■ Action item
Transcribe, word for word and with nothing extra, the line containing "Query: tiger's paw" and each line that comes after it in the entries.

Image-grounded pointing data:
════════════════
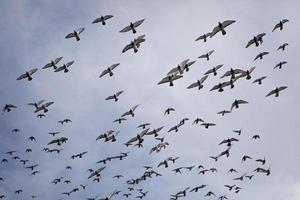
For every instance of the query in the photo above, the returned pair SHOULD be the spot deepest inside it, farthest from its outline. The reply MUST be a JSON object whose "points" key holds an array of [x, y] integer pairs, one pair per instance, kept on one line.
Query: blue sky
{"points": [[33, 33]]}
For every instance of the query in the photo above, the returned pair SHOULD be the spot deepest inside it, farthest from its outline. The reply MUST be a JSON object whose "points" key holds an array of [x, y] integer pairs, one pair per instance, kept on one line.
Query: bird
{"points": [[197, 120], [119, 120], [207, 125], [239, 132], [203, 37], [65, 67], [261, 55], [223, 112], [262, 161], [245, 157], [232, 73], [280, 64], [258, 39], [230, 187], [132, 26], [102, 19], [32, 138], [170, 79], [246, 73], [53, 133], [255, 137], [232, 170], [213, 70], [53, 63], [135, 44], [28, 74], [115, 96], [16, 130], [109, 70], [41, 115], [198, 84], [206, 55], [236, 103], [8, 107], [276, 91], [130, 112], [184, 65], [143, 126], [168, 111], [280, 24], [259, 80], [221, 27], [75, 34], [283, 46]]}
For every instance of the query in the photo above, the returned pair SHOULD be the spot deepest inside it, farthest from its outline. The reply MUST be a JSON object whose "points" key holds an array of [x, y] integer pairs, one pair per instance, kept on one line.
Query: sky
{"points": [[33, 33]]}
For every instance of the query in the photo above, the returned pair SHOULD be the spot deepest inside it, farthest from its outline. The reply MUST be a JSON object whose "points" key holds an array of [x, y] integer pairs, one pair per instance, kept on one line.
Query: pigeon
{"points": [[198, 84], [109, 70], [280, 24], [213, 70], [65, 67], [203, 37], [168, 111], [236, 103], [115, 96], [53, 63], [8, 107], [221, 27], [276, 91], [135, 44], [102, 19], [75, 34], [206, 55], [258, 39], [44, 107], [282, 47], [130, 112], [259, 80], [261, 55], [170, 79], [132, 26], [28, 74], [280, 64]]}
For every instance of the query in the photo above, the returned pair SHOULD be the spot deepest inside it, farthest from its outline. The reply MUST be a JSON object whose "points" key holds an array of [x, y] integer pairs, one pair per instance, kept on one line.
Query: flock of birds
{"points": [[234, 75]]}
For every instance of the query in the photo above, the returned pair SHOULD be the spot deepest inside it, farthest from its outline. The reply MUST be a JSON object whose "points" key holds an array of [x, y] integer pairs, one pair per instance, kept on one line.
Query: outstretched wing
{"points": [[70, 35], [22, 77], [103, 73], [137, 23]]}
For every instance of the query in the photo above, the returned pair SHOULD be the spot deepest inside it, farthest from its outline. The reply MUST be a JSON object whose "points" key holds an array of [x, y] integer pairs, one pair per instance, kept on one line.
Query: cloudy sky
{"points": [[33, 32]]}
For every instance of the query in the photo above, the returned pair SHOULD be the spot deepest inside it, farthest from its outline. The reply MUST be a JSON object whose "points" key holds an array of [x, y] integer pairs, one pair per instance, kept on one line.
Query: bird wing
{"points": [[249, 43], [137, 23], [22, 76], [70, 35], [106, 17], [114, 66], [110, 97], [203, 79], [126, 29], [214, 31], [103, 73], [69, 63], [56, 60], [192, 85], [80, 30], [60, 68], [227, 23], [118, 93], [48, 104], [127, 47], [282, 88]]}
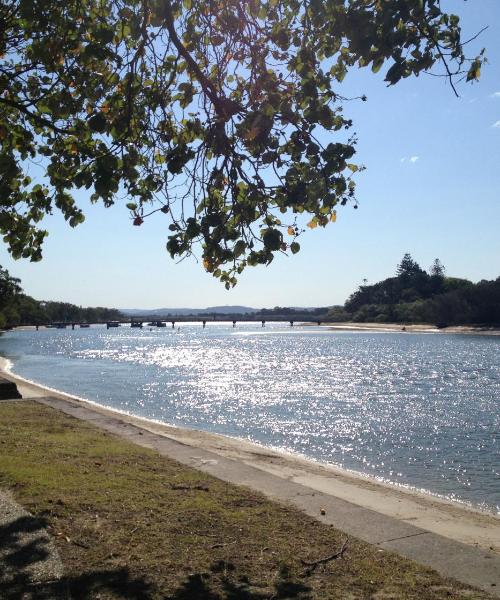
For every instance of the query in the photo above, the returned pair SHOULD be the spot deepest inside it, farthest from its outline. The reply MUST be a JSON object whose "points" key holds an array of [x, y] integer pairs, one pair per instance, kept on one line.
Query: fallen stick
{"points": [[315, 563]]}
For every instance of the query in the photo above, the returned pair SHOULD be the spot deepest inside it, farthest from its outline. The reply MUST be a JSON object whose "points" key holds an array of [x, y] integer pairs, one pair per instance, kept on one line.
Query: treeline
{"points": [[16, 308], [414, 295]]}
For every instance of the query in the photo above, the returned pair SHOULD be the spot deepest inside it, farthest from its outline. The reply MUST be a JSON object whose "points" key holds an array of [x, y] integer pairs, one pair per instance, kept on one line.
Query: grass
{"points": [[129, 523]]}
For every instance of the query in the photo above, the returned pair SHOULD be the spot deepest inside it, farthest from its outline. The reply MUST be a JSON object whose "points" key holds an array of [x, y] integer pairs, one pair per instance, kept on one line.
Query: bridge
{"points": [[161, 322]]}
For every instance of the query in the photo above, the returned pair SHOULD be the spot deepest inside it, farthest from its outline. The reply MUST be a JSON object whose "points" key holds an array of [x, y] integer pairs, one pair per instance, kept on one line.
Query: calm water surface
{"points": [[421, 410]]}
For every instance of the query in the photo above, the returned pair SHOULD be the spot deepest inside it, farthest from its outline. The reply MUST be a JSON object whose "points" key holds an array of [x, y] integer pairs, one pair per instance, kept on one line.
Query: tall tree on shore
{"points": [[437, 269], [208, 112]]}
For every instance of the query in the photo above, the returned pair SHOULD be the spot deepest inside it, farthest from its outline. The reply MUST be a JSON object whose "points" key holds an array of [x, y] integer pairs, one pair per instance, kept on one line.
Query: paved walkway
{"points": [[468, 564]]}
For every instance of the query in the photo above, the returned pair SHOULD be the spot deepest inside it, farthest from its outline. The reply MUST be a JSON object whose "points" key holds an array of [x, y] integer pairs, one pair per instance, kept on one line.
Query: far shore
{"points": [[370, 327], [453, 520]]}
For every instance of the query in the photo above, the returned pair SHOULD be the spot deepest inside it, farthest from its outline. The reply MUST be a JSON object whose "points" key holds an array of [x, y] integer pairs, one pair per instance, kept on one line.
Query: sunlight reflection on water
{"points": [[416, 409]]}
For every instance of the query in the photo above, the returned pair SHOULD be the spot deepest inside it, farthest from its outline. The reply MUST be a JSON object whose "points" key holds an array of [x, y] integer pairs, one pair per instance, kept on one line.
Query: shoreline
{"points": [[454, 520]]}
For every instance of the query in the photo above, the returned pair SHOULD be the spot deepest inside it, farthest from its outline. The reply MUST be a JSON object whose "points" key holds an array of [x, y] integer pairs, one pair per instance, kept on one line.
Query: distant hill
{"points": [[220, 310]]}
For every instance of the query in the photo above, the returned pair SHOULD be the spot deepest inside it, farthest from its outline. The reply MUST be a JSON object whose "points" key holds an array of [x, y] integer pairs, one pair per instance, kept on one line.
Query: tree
{"points": [[9, 287], [210, 112], [437, 269], [408, 268]]}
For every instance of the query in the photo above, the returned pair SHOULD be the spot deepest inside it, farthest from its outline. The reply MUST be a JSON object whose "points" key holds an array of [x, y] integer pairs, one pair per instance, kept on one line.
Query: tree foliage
{"points": [[415, 296], [210, 112]]}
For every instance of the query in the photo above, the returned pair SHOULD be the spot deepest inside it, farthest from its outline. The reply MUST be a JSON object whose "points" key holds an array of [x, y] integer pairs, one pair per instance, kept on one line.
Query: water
{"points": [[420, 410]]}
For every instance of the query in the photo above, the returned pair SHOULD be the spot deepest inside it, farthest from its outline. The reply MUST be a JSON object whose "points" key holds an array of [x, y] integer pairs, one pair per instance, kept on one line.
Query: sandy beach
{"points": [[452, 520]]}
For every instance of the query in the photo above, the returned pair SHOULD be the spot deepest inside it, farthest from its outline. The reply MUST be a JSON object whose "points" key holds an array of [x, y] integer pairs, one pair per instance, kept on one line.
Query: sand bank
{"points": [[427, 512]]}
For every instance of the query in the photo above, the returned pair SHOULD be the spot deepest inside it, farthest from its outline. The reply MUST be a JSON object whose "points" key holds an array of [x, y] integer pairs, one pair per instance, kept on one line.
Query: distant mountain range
{"points": [[220, 310], [210, 310]]}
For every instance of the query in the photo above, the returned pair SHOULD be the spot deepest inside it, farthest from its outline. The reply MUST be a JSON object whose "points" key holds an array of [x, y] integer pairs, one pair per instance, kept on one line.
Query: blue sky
{"points": [[431, 188]]}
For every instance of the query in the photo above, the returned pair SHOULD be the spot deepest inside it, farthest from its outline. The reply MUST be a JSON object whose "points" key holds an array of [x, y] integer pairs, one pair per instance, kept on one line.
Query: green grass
{"points": [[129, 523]]}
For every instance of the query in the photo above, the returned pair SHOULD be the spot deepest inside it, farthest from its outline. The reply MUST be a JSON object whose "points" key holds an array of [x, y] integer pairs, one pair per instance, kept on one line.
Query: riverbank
{"points": [[380, 327], [412, 328], [130, 522], [452, 520]]}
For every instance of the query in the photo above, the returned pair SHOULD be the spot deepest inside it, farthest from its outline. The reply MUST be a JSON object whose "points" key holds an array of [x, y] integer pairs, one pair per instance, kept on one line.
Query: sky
{"points": [[431, 188]]}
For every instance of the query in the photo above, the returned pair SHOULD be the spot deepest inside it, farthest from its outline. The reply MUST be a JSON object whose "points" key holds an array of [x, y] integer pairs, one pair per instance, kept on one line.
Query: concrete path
{"points": [[468, 564]]}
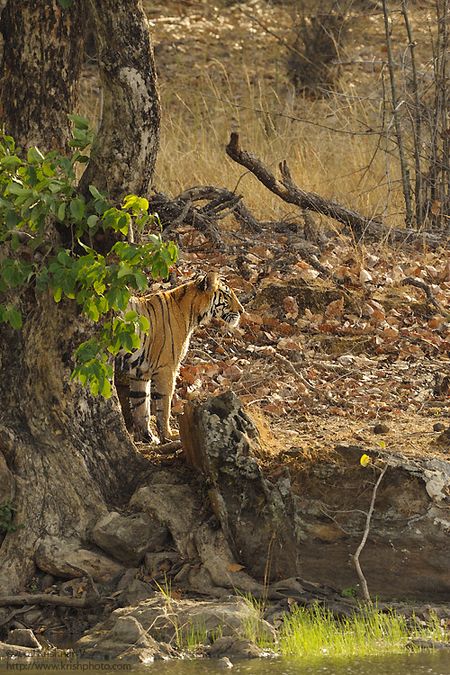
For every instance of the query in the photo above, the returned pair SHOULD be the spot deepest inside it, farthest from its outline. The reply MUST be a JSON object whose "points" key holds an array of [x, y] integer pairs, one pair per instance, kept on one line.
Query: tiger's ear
{"points": [[207, 282]]}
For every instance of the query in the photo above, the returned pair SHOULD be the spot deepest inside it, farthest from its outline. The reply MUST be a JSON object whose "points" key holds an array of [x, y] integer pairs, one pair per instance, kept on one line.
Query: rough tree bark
{"points": [[42, 58], [66, 457]]}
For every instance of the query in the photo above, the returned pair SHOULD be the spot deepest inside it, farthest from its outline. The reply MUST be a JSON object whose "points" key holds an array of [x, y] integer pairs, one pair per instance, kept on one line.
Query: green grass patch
{"points": [[316, 632]]}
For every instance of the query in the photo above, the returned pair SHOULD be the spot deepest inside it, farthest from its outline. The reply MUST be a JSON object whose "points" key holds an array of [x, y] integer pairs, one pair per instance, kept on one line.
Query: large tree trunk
{"points": [[42, 57], [65, 457]]}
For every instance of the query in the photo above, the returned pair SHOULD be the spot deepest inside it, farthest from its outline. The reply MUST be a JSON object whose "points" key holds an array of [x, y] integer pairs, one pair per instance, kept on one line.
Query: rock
{"points": [[122, 638], [381, 429], [34, 617], [257, 518], [24, 637], [236, 648], [438, 426], [128, 630], [46, 581], [68, 560], [182, 509], [406, 554], [129, 537], [167, 620], [224, 662], [157, 564], [136, 592], [7, 650]]}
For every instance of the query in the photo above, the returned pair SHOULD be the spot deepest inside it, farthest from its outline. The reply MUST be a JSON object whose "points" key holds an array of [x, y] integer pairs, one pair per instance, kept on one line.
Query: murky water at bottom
{"points": [[430, 663]]}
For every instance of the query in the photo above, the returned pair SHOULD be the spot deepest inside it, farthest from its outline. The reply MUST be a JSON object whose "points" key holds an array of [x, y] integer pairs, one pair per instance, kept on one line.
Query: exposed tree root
{"points": [[291, 193]]}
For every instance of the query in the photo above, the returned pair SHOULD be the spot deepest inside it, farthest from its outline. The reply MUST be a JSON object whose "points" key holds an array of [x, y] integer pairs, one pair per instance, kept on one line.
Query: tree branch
{"points": [[291, 193], [359, 571]]}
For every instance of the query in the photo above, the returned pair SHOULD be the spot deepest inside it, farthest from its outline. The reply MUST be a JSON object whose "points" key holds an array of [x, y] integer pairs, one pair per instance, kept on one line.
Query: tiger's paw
{"points": [[170, 436], [146, 437]]}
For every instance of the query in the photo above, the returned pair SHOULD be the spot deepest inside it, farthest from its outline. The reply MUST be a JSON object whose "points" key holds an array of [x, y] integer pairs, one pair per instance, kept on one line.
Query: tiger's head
{"points": [[223, 303]]}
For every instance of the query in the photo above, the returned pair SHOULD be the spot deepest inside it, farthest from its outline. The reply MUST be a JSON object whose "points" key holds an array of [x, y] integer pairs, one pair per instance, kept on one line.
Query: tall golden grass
{"points": [[274, 125], [351, 168]]}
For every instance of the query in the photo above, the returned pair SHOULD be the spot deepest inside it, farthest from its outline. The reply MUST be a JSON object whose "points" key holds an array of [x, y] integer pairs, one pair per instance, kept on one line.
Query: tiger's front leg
{"points": [[163, 386], [140, 408]]}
════════════════
■ Expected answer
Query: tiger's paw
{"points": [[170, 436], [146, 437]]}
For every instance of the query in the photo above, the returned pair SHOULD be the spot deepest inside it, farthest from its outline. The reply MUST be a JSON object whose "points" key holds an array of [x, y] integer pairs, one pair per instance, kept on one line.
Query: tiger's head
{"points": [[223, 303]]}
For every instance of the query in the photo above, the returned pair SHOULD be the spot deepest inside it, farthest from its outline. The reply MUST be a JSON object whose "points" key holds an array of [x, y] integer pairs, one pair per instance, kept on one line.
Query: tall golden grass
{"points": [[274, 125], [351, 168]]}
For every instance of the query in the photo above, the returned pair SHOULD be the spot deepest inside it, farthest from its outline. The reply MUST be a JSON object whose "points" key holds an array of [x, y] integer pairs, one pair per instance, kept on one line.
Query: tiger's front leg
{"points": [[163, 386], [140, 408]]}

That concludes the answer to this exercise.